Pick out each line in the rows below that contains the string "points" and copy those lines.
___ Source material
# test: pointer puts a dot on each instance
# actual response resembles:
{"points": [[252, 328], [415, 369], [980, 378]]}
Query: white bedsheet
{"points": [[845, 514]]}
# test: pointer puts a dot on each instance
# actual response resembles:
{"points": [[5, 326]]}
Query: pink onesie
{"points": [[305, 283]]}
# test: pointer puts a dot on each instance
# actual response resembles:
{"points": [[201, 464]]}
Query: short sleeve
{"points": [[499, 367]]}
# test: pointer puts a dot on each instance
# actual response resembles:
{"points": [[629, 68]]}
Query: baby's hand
______
___ Source material
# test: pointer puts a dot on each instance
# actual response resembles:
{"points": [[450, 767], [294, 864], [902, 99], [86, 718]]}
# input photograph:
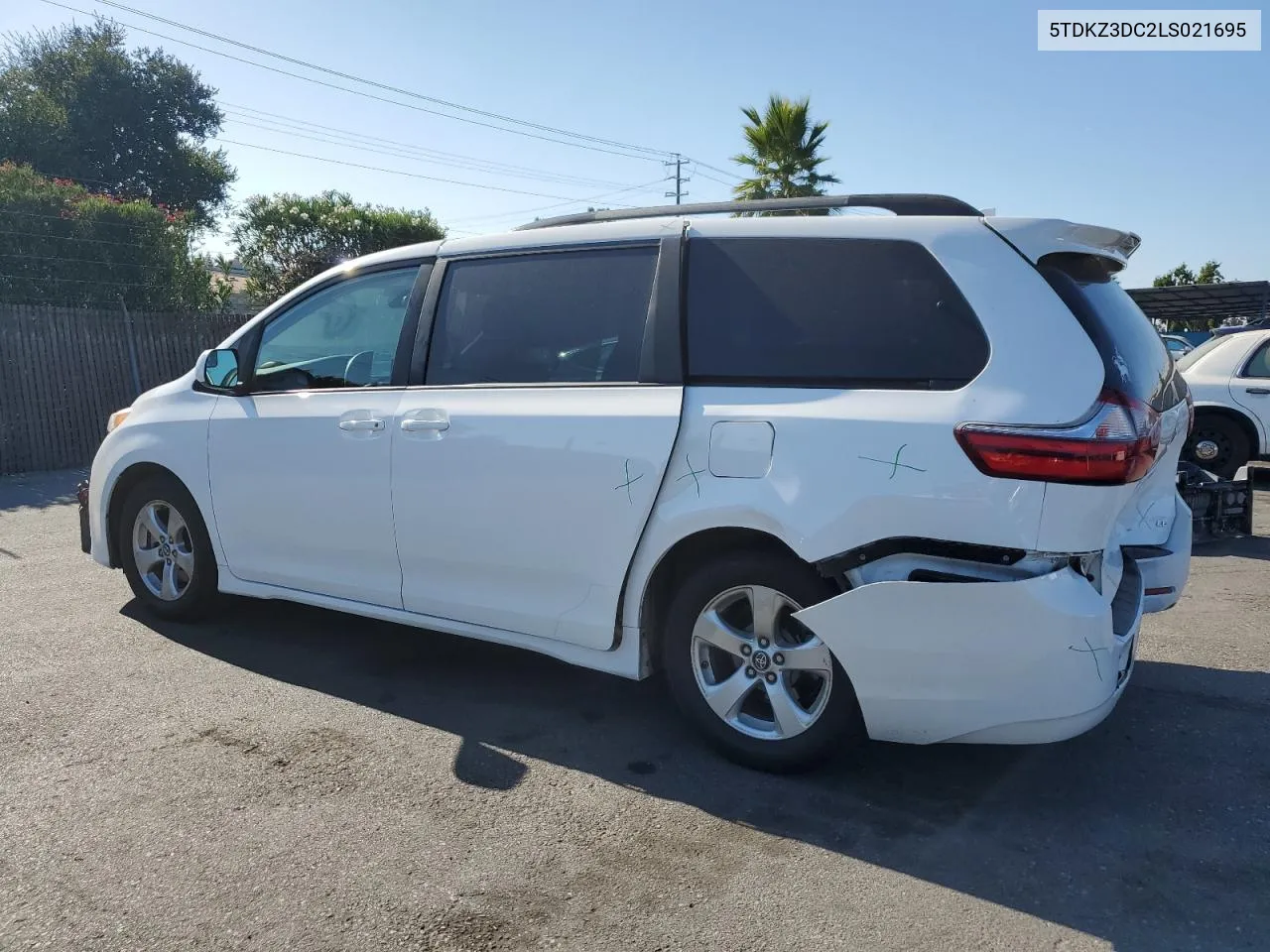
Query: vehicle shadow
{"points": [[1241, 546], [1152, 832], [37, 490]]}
______
> _Response_
{"points": [[252, 328], [415, 369], [980, 378]]}
{"points": [[845, 514]]}
{"points": [[5, 326]]}
{"points": [[305, 283]]}
{"points": [[201, 464]]}
{"points": [[499, 367]]}
{"points": [[629, 68]]}
{"points": [[450, 767], [294, 864], [902, 99], [86, 718]]}
{"points": [[1241, 546], [1152, 832], [37, 490]]}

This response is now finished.